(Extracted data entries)

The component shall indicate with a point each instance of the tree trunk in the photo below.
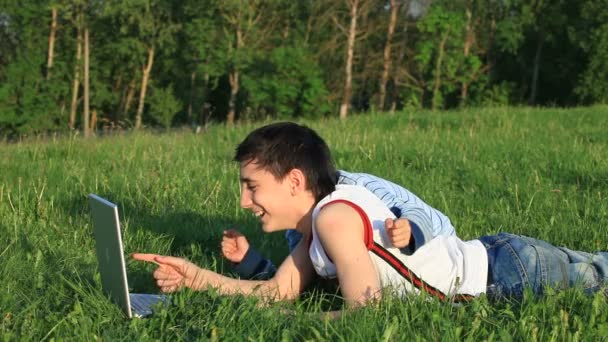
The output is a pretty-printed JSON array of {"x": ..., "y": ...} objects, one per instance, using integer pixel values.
[
  {"x": 93, "y": 120},
  {"x": 76, "y": 82},
  {"x": 537, "y": 58},
  {"x": 204, "y": 116},
  {"x": 234, "y": 89},
  {"x": 438, "y": 62},
  {"x": 400, "y": 59},
  {"x": 387, "y": 54},
  {"x": 85, "y": 116},
  {"x": 233, "y": 77},
  {"x": 350, "y": 48},
  {"x": 464, "y": 90},
  {"x": 49, "y": 63},
  {"x": 129, "y": 99},
  {"x": 144, "y": 85},
  {"x": 192, "y": 83}
]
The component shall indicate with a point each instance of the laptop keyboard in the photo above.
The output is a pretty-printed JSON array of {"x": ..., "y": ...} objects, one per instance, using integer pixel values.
[{"x": 142, "y": 303}]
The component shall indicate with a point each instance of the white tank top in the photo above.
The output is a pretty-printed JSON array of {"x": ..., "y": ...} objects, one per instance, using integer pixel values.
[{"x": 445, "y": 267}]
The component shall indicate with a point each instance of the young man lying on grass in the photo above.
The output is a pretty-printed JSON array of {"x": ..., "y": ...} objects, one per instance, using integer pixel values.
[
  {"x": 288, "y": 180},
  {"x": 417, "y": 223}
]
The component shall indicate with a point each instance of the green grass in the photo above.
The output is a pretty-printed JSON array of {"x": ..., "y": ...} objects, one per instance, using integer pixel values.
[{"x": 542, "y": 173}]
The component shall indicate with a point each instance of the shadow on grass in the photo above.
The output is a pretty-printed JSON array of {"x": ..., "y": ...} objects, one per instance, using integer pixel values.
[{"x": 188, "y": 232}]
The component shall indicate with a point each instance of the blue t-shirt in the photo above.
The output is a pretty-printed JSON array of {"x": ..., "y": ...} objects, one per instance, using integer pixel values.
[{"x": 426, "y": 221}]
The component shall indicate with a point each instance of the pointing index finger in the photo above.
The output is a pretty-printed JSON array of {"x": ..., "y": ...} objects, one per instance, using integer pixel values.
[{"x": 145, "y": 257}]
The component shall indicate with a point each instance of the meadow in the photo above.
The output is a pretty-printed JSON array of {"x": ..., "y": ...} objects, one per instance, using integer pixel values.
[{"x": 537, "y": 172}]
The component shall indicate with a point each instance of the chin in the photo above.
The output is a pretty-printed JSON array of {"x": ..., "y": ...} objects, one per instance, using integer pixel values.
[{"x": 268, "y": 228}]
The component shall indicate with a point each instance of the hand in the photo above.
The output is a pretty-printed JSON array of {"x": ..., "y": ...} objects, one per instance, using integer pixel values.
[
  {"x": 399, "y": 232},
  {"x": 173, "y": 273},
  {"x": 234, "y": 245}
]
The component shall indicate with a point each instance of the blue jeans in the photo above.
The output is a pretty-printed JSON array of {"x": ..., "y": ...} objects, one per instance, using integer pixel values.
[{"x": 519, "y": 262}]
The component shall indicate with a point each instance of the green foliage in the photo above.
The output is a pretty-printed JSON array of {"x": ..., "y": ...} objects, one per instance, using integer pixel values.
[
  {"x": 592, "y": 86},
  {"x": 163, "y": 105},
  {"x": 289, "y": 58},
  {"x": 285, "y": 85},
  {"x": 535, "y": 172}
]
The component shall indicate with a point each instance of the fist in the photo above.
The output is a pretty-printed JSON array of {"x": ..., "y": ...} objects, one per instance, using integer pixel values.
[
  {"x": 234, "y": 245},
  {"x": 399, "y": 232}
]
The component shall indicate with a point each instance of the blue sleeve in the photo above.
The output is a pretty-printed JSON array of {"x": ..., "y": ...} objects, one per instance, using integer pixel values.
[
  {"x": 426, "y": 222},
  {"x": 255, "y": 266}
]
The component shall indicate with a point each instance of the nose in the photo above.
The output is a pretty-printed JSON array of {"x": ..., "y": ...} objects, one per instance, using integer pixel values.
[{"x": 245, "y": 197}]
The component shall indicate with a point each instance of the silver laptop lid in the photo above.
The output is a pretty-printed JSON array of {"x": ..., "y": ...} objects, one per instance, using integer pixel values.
[{"x": 110, "y": 254}]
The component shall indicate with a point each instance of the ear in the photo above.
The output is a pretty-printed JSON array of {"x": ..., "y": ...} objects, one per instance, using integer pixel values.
[{"x": 297, "y": 181}]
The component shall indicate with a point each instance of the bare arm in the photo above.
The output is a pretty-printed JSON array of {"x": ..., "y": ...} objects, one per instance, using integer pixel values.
[
  {"x": 291, "y": 278},
  {"x": 340, "y": 230}
]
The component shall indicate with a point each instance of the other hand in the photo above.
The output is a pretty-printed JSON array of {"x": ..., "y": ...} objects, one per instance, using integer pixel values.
[
  {"x": 173, "y": 273},
  {"x": 399, "y": 232}
]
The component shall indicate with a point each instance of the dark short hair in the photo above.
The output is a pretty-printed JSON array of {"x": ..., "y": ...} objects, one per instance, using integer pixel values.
[{"x": 284, "y": 146}]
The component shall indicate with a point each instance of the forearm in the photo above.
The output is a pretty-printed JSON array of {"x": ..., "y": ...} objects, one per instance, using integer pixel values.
[{"x": 263, "y": 289}]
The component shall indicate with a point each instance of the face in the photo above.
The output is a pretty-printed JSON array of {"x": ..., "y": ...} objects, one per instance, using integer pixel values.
[{"x": 273, "y": 201}]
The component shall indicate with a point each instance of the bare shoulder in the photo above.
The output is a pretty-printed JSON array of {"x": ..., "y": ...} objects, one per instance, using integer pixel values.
[{"x": 337, "y": 217}]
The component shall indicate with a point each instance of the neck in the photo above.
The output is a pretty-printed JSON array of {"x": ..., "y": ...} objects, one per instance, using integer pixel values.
[{"x": 304, "y": 225}]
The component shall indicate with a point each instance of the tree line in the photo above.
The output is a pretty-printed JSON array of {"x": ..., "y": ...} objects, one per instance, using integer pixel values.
[{"x": 115, "y": 64}]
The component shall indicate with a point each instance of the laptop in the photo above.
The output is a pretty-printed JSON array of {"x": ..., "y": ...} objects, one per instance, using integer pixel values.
[{"x": 110, "y": 256}]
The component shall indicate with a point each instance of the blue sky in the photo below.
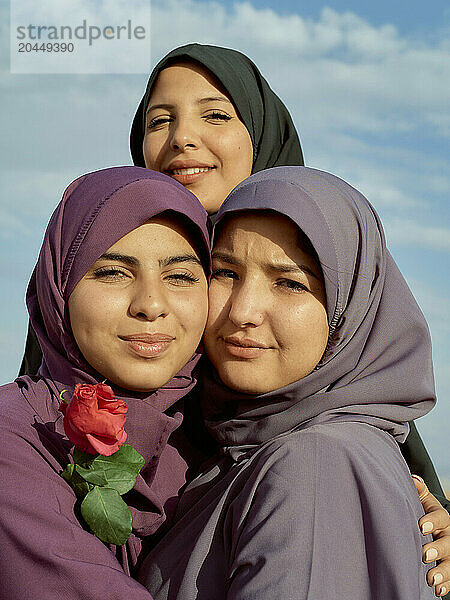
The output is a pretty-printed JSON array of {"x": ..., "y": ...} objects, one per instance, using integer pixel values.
[{"x": 368, "y": 85}]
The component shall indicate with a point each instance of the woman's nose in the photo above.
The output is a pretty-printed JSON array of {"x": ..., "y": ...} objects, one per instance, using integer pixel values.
[
  {"x": 183, "y": 135},
  {"x": 248, "y": 305},
  {"x": 149, "y": 302}
]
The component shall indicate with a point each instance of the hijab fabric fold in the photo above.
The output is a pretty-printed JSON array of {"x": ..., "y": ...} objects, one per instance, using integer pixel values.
[
  {"x": 273, "y": 134},
  {"x": 377, "y": 367},
  {"x": 96, "y": 211}
]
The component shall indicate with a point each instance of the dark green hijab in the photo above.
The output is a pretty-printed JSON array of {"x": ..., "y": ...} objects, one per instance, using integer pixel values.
[{"x": 274, "y": 137}]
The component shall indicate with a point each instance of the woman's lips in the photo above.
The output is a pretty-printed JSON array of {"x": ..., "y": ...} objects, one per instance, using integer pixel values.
[
  {"x": 187, "y": 175},
  {"x": 244, "y": 348},
  {"x": 148, "y": 345}
]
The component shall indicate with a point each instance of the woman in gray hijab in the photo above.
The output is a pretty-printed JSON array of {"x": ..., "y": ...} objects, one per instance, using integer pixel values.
[{"x": 301, "y": 266}]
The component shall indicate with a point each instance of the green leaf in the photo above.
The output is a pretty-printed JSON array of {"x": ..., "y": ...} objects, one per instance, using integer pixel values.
[
  {"x": 118, "y": 470},
  {"x": 83, "y": 458},
  {"x": 92, "y": 475},
  {"x": 78, "y": 484},
  {"x": 107, "y": 515}
]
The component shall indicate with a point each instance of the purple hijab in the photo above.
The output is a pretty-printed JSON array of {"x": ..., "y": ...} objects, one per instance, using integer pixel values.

## TASK OBJECTIVE
Among the records above, find each line holding "woman" and list it.

## SOLUTION FOR THIS PROBLEM
The component shall indicate with a point each instance of the woman's nose in the photo above.
The component shall indicate with a point each instance of the woman's lips in the photo above.
The component shall indicate with a point each instance of the woman in gray hijab in the photo above.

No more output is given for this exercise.